Reproduce the lines from the one containing "point: cooked quinoa" up to and including the one containing "column 570, row 66", with no other lines.

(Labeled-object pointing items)
________________

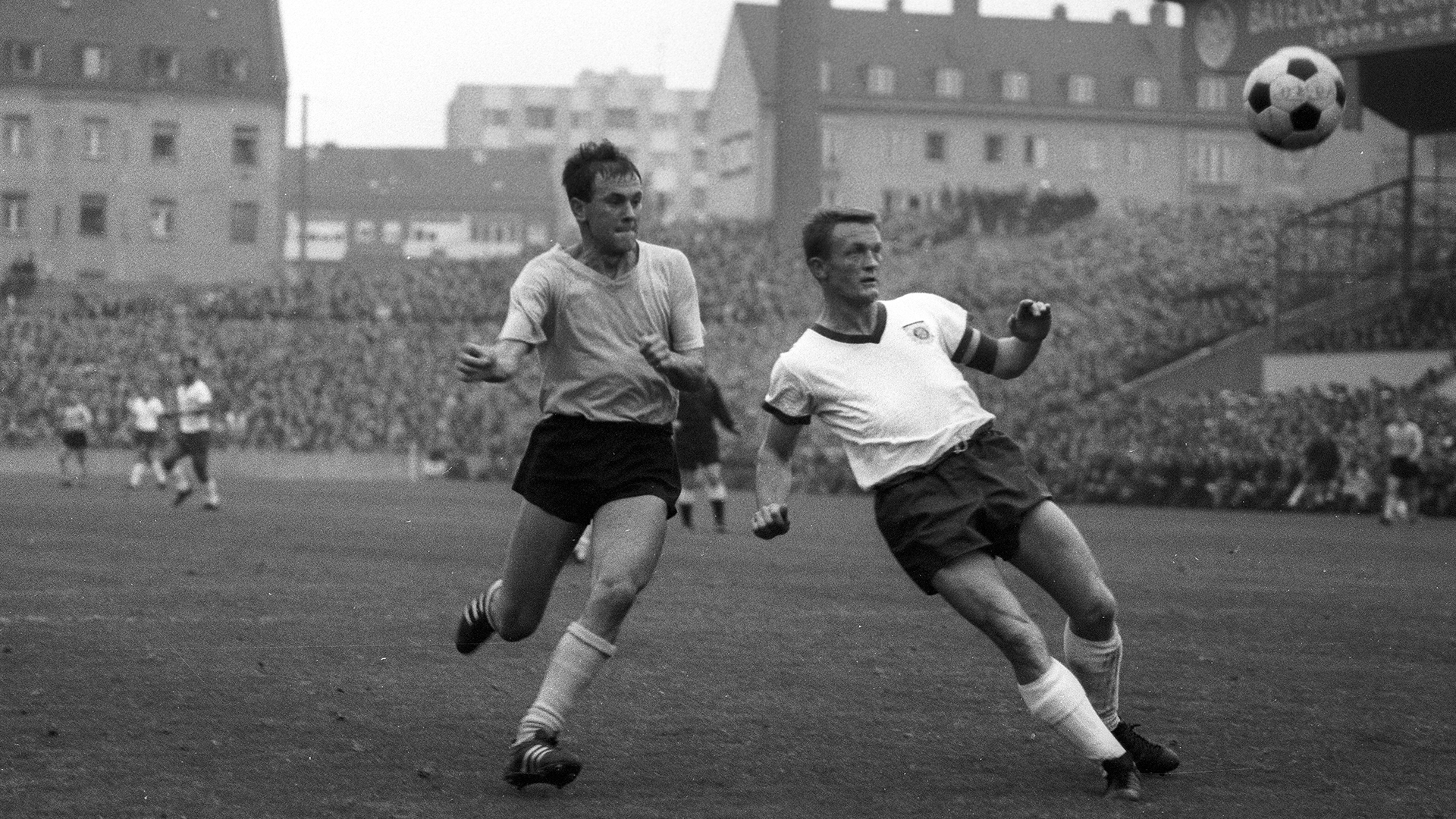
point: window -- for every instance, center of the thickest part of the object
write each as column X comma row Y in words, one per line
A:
column 161, row 64
column 1213, row 93
column 15, row 131
column 93, row 215
column 245, row 145
column 95, row 61
column 164, row 219
column 995, row 148
column 1215, row 164
column 1147, row 93
column 229, row 67
column 165, row 142
column 243, row 229
column 1034, row 152
column 1015, row 86
column 622, row 117
column 25, row 58
column 949, row 83
column 95, row 134
column 1081, row 89
column 14, row 206
column 935, row 146
column 880, row 80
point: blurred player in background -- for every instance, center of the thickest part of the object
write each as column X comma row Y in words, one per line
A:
column 74, row 428
column 695, row 438
column 952, row 494
column 618, row 330
column 1402, row 483
column 145, row 413
column 194, row 406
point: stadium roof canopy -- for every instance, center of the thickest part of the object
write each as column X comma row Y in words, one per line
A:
column 1404, row 52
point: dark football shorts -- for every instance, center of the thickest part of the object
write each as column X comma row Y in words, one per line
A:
column 973, row 497
column 574, row 466
column 1404, row 468
column 696, row 447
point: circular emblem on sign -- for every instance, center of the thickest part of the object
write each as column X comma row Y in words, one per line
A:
column 1213, row 33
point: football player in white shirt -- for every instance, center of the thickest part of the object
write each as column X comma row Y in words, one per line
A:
column 617, row 327
column 194, row 406
column 952, row 494
column 146, row 411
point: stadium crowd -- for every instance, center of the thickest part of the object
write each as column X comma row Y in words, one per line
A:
column 359, row 356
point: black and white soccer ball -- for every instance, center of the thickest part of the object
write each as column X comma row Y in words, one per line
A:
column 1294, row 98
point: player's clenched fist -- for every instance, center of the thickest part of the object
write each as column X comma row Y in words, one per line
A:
column 654, row 349
column 770, row 521
column 476, row 363
column 1031, row 322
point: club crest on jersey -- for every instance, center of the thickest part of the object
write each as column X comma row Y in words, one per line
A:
column 919, row 331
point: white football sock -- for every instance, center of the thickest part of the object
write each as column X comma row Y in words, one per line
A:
column 577, row 659
column 1097, row 665
column 1057, row 700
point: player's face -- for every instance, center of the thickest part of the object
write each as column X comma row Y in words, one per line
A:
column 609, row 221
column 851, row 273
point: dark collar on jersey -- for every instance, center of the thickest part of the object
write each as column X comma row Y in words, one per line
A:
column 856, row 337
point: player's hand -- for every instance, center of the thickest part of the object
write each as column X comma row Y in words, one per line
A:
column 478, row 363
column 770, row 521
column 655, row 350
column 1031, row 322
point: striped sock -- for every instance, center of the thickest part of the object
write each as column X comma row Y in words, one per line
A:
column 577, row 659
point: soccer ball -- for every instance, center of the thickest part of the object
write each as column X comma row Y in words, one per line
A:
column 1294, row 98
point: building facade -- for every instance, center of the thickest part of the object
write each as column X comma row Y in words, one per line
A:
column 913, row 107
column 142, row 142
column 417, row 203
column 663, row 130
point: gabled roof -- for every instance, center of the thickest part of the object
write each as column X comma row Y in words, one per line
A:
column 197, row 31
column 402, row 180
column 916, row 44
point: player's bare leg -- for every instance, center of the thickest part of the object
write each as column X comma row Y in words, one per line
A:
column 1055, row 556
column 626, row 544
column 974, row 588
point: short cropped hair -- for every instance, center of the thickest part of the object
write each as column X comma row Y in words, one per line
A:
column 820, row 228
column 592, row 161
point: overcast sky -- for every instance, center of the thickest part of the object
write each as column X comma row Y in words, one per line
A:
column 382, row 72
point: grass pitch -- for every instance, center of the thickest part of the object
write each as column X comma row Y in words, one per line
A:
column 291, row 656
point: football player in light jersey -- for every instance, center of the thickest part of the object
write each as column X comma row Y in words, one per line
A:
column 74, row 430
column 194, row 406
column 617, row 325
column 146, row 411
column 1402, row 482
column 952, row 493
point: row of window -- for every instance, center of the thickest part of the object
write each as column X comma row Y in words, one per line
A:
column 93, row 210
column 1015, row 86
column 99, row 140
column 545, row 117
column 96, row 61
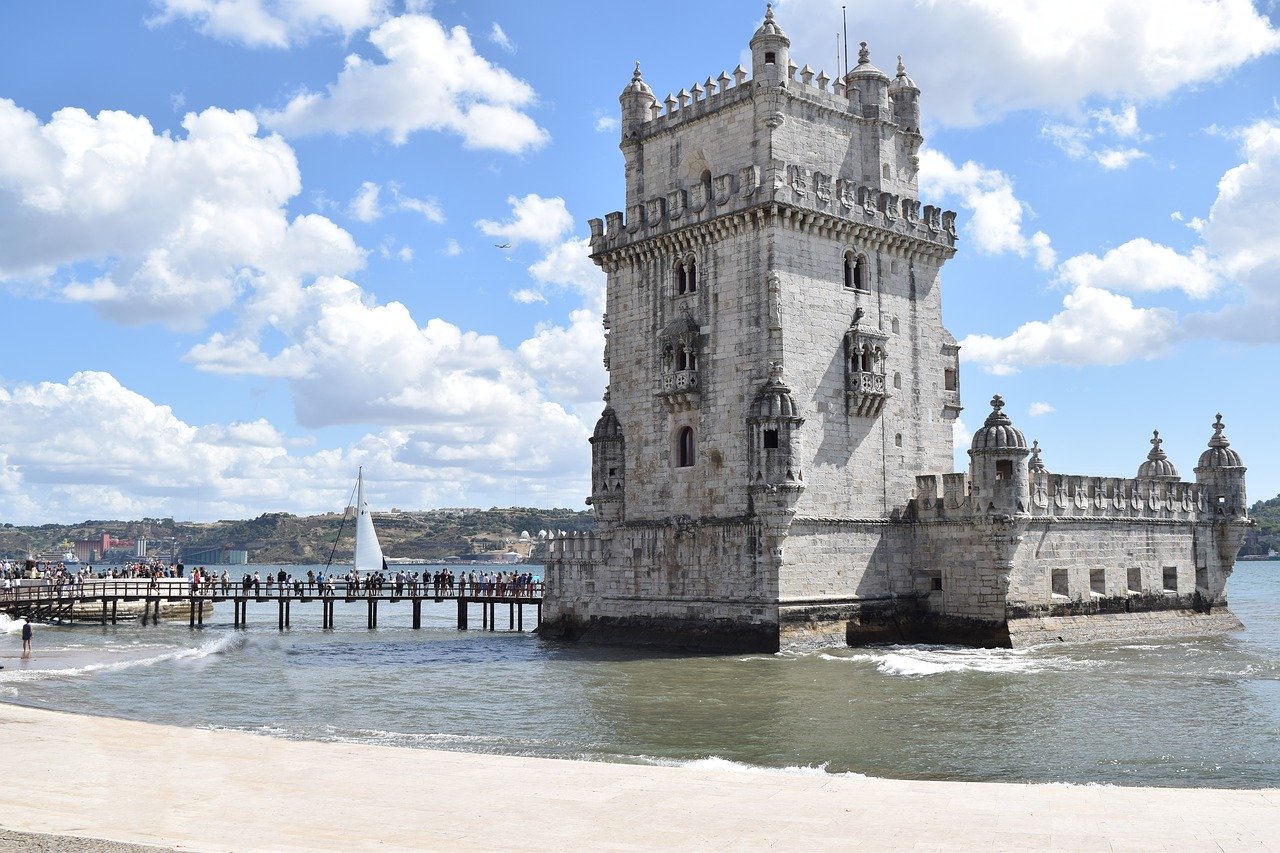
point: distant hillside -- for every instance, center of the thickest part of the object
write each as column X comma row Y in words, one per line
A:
column 283, row 538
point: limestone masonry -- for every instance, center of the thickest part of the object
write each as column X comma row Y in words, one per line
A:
column 782, row 395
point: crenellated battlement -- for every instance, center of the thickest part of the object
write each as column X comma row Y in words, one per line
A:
column 572, row 546
column 1065, row 496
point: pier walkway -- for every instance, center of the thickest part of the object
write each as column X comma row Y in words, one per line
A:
column 99, row 601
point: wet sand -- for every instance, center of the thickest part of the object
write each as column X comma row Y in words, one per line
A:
column 135, row 783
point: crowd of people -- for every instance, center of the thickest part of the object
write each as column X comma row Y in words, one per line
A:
column 201, row 580
column 398, row 584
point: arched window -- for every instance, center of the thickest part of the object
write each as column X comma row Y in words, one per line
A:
column 862, row 273
column 685, row 447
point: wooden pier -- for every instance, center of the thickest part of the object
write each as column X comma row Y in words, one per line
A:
column 73, row 602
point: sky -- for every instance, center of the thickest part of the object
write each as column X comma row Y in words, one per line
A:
column 251, row 246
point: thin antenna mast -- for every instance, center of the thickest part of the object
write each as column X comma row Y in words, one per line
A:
column 844, row 18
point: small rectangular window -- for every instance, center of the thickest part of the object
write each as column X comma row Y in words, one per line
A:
column 1134, row 580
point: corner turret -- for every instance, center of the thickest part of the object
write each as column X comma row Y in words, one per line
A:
column 608, row 471
column 997, row 466
column 773, row 454
column 1157, row 468
column 906, row 100
column 771, row 53
column 1220, row 474
column 867, row 86
column 636, row 101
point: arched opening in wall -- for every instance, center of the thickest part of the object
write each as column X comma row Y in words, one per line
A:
column 862, row 273
column 685, row 447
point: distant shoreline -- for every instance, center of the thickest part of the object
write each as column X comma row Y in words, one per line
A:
column 204, row 789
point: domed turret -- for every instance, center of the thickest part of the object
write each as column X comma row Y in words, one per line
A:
column 1220, row 474
column 608, row 468
column 1157, row 465
column 997, row 432
column 769, row 51
column 906, row 100
column 997, row 465
column 773, row 454
column 636, row 99
column 1219, row 454
column 869, row 86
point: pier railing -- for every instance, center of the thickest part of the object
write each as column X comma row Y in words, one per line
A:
column 42, row 600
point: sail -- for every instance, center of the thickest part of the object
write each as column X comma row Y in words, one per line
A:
column 369, row 553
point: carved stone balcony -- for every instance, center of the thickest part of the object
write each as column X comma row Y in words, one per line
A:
column 680, row 389
column 867, row 393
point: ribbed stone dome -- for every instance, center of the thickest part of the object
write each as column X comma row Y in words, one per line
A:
column 1219, row 454
column 607, row 427
column 773, row 401
column 769, row 28
column 999, row 430
column 638, row 86
column 1157, row 465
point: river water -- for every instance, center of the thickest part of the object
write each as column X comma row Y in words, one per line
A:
column 1188, row 712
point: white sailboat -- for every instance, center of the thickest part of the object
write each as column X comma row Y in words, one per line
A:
column 369, row 552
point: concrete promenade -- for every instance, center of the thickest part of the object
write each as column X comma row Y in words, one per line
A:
column 224, row 790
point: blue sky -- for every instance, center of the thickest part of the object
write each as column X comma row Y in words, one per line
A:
column 247, row 246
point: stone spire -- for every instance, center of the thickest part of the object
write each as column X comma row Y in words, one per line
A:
column 1036, row 465
column 1157, row 465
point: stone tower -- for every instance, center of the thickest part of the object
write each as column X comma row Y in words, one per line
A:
column 782, row 395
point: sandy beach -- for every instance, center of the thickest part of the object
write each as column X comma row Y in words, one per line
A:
column 135, row 783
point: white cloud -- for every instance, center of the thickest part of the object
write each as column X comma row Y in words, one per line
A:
column 499, row 37
column 1041, row 54
column 364, row 205
column 1240, row 235
column 1078, row 140
column 154, row 227
column 273, row 23
column 534, row 219
column 133, row 457
column 1139, row 267
column 996, row 224
column 430, row 80
column 1093, row 328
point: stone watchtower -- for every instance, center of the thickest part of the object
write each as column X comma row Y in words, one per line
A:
column 778, row 370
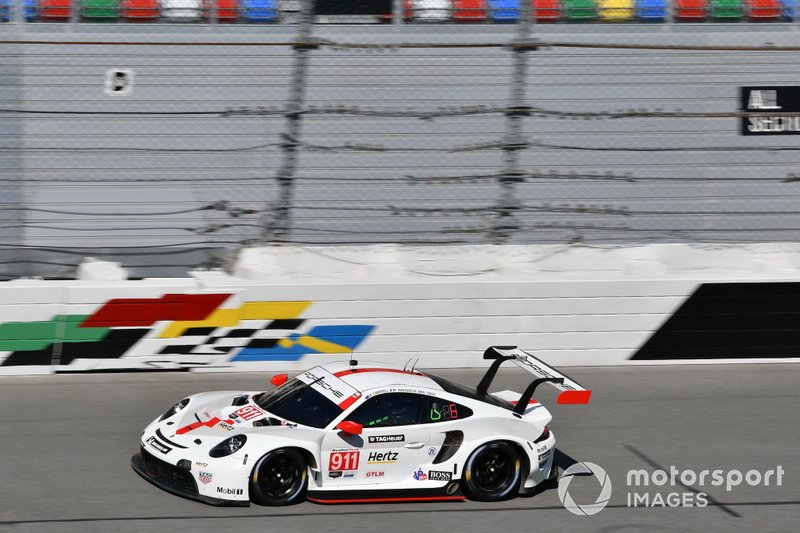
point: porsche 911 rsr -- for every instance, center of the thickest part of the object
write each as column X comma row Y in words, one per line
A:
column 353, row 432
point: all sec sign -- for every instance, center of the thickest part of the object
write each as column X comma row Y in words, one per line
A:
column 777, row 108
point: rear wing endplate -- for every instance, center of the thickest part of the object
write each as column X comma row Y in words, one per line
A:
column 571, row 391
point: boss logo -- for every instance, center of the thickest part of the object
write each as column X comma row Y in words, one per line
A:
column 436, row 475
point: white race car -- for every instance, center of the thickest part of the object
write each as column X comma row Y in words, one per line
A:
column 350, row 432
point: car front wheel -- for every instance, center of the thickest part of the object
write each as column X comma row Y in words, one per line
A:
column 493, row 472
column 279, row 478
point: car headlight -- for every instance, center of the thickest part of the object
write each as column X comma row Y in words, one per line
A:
column 228, row 446
column 174, row 409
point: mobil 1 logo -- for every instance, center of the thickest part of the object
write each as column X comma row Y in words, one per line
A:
column 770, row 109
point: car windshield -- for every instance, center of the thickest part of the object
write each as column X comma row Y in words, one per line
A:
column 297, row 402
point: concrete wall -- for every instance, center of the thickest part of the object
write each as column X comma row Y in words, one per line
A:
column 633, row 305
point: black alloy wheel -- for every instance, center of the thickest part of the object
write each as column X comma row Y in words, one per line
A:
column 493, row 472
column 279, row 478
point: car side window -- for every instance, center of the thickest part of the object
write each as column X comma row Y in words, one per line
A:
column 391, row 409
column 439, row 410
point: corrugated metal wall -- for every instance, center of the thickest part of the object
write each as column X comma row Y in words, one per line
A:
column 398, row 144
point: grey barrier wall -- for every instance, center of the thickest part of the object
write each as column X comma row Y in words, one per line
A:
column 162, row 146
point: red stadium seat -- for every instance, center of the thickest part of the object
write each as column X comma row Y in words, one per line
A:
column 469, row 10
column 55, row 10
column 140, row 10
column 764, row 9
column 227, row 10
column 547, row 10
column 691, row 10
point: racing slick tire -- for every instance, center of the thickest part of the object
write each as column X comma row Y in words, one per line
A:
column 279, row 478
column 492, row 473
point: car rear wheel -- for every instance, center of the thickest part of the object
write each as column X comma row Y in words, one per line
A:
column 279, row 478
column 493, row 472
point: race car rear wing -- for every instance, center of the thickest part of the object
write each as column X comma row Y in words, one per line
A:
column 571, row 391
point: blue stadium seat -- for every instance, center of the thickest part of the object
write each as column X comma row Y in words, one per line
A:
column 651, row 10
column 260, row 10
column 503, row 10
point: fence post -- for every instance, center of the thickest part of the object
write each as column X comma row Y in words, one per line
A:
column 506, row 221
column 277, row 223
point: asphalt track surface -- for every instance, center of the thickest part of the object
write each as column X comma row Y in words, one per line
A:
column 67, row 441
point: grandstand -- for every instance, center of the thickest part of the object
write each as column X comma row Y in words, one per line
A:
column 412, row 11
column 169, row 134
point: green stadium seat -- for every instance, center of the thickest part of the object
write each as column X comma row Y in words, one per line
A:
column 99, row 9
column 727, row 10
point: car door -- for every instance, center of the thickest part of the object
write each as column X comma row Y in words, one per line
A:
column 390, row 448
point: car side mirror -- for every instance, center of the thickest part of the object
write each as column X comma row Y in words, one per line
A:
column 353, row 428
column 279, row 380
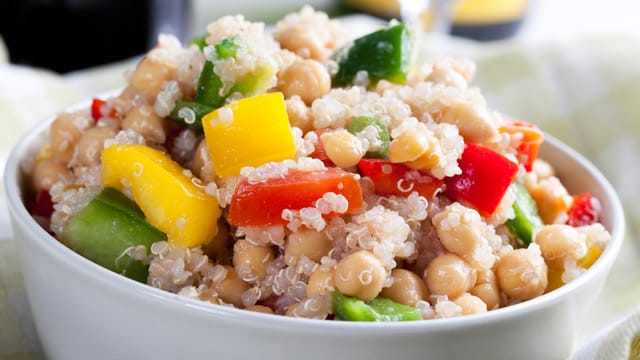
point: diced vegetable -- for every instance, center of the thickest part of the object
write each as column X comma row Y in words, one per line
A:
column 192, row 115
column 249, row 132
column 526, row 220
column 379, row 309
column 397, row 179
column 380, row 144
column 107, row 228
column 383, row 54
column 209, row 85
column 212, row 91
column 582, row 211
column 169, row 199
column 529, row 146
column 262, row 204
column 486, row 176
column 555, row 276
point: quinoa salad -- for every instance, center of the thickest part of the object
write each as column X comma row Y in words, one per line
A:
column 300, row 171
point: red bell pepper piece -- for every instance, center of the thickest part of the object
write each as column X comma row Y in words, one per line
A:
column 486, row 176
column 96, row 109
column 262, row 204
column 583, row 210
column 398, row 179
column 532, row 138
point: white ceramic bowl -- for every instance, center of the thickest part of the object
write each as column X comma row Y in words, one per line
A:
column 83, row 311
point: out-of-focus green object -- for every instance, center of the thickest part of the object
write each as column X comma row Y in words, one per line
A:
column 475, row 19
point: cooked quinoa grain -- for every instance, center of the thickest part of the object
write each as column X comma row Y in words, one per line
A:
column 243, row 157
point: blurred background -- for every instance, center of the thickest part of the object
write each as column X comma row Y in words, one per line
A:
column 68, row 35
column 570, row 66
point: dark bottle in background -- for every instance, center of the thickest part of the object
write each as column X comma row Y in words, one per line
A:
column 67, row 35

________________

The answer:
point: cooked quinoa grain -- for every instance, center of the thickest part of the object
write each as column X comma row Y in words, one per line
A:
column 243, row 157
point: blurred background -- for every instance, center of the thickest part of the object
write each as column X comma row Y in words, one per line
A:
column 68, row 35
column 570, row 66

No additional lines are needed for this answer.